═══ PROVIDED INFORMATION ═══

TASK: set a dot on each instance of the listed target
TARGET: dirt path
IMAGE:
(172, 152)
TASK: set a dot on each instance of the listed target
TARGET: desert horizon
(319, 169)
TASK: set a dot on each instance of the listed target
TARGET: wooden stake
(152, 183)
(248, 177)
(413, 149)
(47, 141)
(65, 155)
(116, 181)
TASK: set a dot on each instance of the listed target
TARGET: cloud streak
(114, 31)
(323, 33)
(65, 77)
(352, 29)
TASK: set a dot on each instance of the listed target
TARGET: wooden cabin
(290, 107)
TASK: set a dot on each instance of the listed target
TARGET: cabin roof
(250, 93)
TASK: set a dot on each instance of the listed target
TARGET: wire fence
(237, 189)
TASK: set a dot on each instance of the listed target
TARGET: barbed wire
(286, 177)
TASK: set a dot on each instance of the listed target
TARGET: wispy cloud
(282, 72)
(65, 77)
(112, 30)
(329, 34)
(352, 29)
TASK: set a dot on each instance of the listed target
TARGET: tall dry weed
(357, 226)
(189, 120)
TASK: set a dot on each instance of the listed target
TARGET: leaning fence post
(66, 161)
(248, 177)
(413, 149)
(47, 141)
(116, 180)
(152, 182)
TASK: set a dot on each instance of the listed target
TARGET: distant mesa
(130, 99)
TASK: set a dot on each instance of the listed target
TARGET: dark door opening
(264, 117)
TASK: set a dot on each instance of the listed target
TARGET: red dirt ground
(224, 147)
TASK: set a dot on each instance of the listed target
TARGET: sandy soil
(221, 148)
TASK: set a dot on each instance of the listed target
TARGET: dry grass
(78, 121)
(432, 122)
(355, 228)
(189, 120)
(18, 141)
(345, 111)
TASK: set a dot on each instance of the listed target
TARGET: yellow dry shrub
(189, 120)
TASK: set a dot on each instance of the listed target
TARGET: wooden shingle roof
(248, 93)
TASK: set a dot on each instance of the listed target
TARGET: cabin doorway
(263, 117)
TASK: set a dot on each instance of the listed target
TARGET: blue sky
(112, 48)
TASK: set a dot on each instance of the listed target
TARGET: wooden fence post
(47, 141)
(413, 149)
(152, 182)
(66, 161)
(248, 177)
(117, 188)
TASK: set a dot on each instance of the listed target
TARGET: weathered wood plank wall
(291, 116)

═══

WHAT YOU SHOULD DO: Transcribe all of the entries without altering anything.

SOLUTION:
TASK: set a dot on each instance of the listed target
TARGET: dirt path
IMAGE:
(172, 152)
TASK: set a dot on each instance of the listed target
TARGET: desert horizon
(319, 169)
TASK: set a dot on each instance of the listed target
TARGET: wooden stake
(152, 183)
(248, 177)
(413, 149)
(47, 141)
(65, 155)
(116, 181)
TASK: set a dot on each instance of the listed target
TARGET: cloud streak
(114, 31)
(323, 33)
(65, 77)
(352, 29)
TASK: set a dot on each instance of the listed target
TARGET: wooden cabin
(290, 107)
TASK: set a dot on each instance of the listed target
TARGET: cabin roof
(250, 93)
TASK: set a dot on each instance of the listed target
TARGET: wire fence
(237, 189)
TASK: set a dot on each instance of the listed target
TARGET: barbed wire
(286, 177)
TASK: set a dot on each instance of the listed target
TARGET: wispy cloud
(282, 72)
(65, 77)
(112, 30)
(329, 34)
(352, 29)
TASK: set a dot on each instance of the listed target
TARGET: tall dry weed
(357, 226)
(189, 120)
TASK: set a dot on each instance of the listed target
TARGET: leaning fence post
(66, 161)
(248, 177)
(413, 149)
(47, 141)
(116, 180)
(152, 182)
TASK: set a dot on each instance of the listed target
TARGET: distant mesa
(130, 99)
TASK: set a dot on each instance of the listed target
TARGET: dark door opening
(264, 117)
TASK: set a dot on each instance of the listed target
TARGET: red dirt ground
(224, 147)
TASK: set a dot on each instance of the listed target
TARGET: sandy soil
(221, 148)
TASK: set a dot on each instance of the listed target
TARGET: dry grass
(78, 121)
(432, 122)
(355, 228)
(189, 120)
(18, 141)
(345, 111)
TASK: set a dot on each instance of the listed target
TARGET: yellow dry shrub
(189, 120)
TASK: set a dot on each instance of the listed target
TARGET: wooden shingle roof
(248, 93)
TASK: set a dot on each instance of the listed target
TARGET: cabin doorway
(263, 117)
TASK: set a dot on each instance of the listed target
TARGET: blue sky
(112, 48)
TASK: set a dot on each instance of the listed target
TARGET: wooden fence post
(47, 141)
(413, 149)
(152, 182)
(66, 161)
(248, 177)
(117, 188)
TASK: set a dot on each instance of the listed target
TARGET: weathered wood plank wall
(291, 116)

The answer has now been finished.